■ Problem statement: Your answer must be an exact copy of the lines from the one holding "Where can the man" through the last line of the entries below, with nothing added.

═══

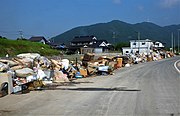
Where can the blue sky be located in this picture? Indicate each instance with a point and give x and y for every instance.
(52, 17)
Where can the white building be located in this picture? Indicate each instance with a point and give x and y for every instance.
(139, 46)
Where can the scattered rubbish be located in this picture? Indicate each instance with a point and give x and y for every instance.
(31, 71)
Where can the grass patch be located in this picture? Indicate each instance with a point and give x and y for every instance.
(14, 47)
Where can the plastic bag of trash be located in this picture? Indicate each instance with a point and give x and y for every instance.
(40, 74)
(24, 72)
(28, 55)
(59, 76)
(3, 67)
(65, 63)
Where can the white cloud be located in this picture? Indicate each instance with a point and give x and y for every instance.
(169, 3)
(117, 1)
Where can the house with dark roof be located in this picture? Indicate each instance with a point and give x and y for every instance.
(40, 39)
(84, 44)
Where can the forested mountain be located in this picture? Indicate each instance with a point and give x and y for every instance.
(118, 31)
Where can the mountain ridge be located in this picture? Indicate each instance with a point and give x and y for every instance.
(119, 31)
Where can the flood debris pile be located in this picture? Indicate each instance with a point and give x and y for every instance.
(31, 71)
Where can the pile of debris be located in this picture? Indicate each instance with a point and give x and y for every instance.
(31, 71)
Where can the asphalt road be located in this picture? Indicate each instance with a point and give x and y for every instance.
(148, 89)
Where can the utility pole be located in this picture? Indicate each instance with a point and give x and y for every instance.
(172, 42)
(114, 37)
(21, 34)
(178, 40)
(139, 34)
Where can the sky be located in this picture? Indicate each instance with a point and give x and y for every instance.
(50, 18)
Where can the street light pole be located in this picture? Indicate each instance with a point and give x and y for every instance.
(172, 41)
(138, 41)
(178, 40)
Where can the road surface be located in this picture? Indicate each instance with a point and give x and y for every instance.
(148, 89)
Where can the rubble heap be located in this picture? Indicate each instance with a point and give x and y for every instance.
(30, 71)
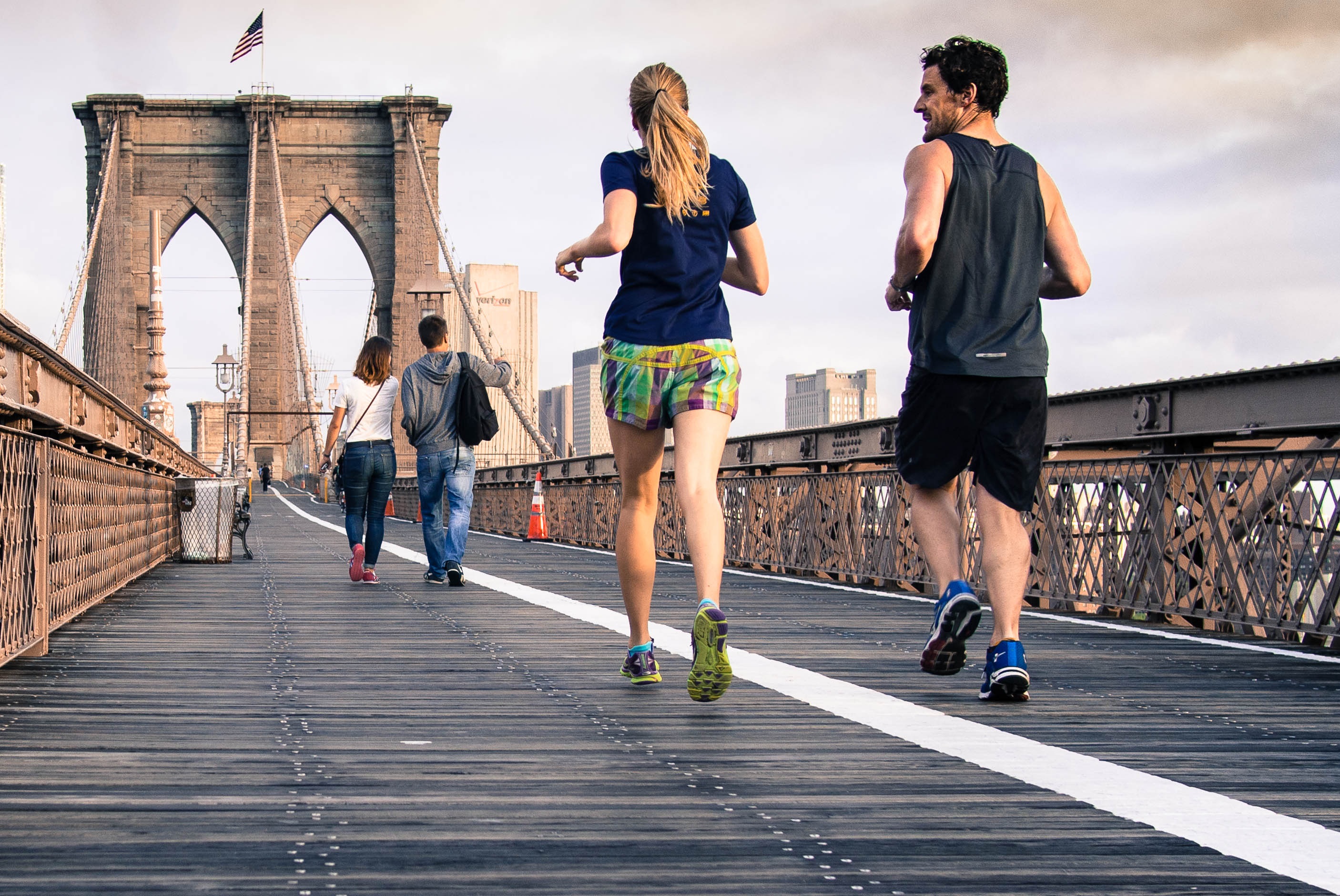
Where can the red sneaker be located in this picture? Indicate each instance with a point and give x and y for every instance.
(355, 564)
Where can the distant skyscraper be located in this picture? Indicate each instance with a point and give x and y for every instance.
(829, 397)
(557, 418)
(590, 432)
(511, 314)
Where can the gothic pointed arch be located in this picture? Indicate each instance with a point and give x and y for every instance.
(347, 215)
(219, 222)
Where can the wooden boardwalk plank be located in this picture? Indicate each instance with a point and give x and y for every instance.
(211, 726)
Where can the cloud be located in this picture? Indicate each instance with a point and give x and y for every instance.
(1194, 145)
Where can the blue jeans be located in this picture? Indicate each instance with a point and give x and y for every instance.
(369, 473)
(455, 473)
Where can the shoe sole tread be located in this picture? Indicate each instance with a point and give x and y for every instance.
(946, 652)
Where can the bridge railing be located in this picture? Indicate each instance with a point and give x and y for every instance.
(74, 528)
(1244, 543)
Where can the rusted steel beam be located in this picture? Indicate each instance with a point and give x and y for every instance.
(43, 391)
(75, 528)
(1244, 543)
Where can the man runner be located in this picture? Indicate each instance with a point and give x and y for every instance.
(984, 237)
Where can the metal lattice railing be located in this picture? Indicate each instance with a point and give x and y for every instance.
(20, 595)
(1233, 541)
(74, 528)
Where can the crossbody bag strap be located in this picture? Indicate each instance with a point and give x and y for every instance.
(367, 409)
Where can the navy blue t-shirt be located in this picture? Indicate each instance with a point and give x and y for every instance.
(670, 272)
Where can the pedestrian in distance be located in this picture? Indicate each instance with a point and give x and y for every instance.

═══

■ Answer section:
Where can the man runner be located in this picture? Indicate each instance with a point and give x and y for every instance.
(984, 237)
Where can the metal lattice railing be located in this picture? Indicate each instance with a point and give x and y for every instance.
(20, 595)
(1233, 541)
(74, 528)
Where can the crossbody bag strap be located in this picture? Indicate each instance with a point and give x and y for every instance.
(367, 409)
Where can the navy blue t-shirt be located in this picture? Indicate each instance with a point and give x and y for every instance.
(670, 272)
Where can the pedestrian in distance be located in this picture? Indicate each instance with a point and give x and y for every instance.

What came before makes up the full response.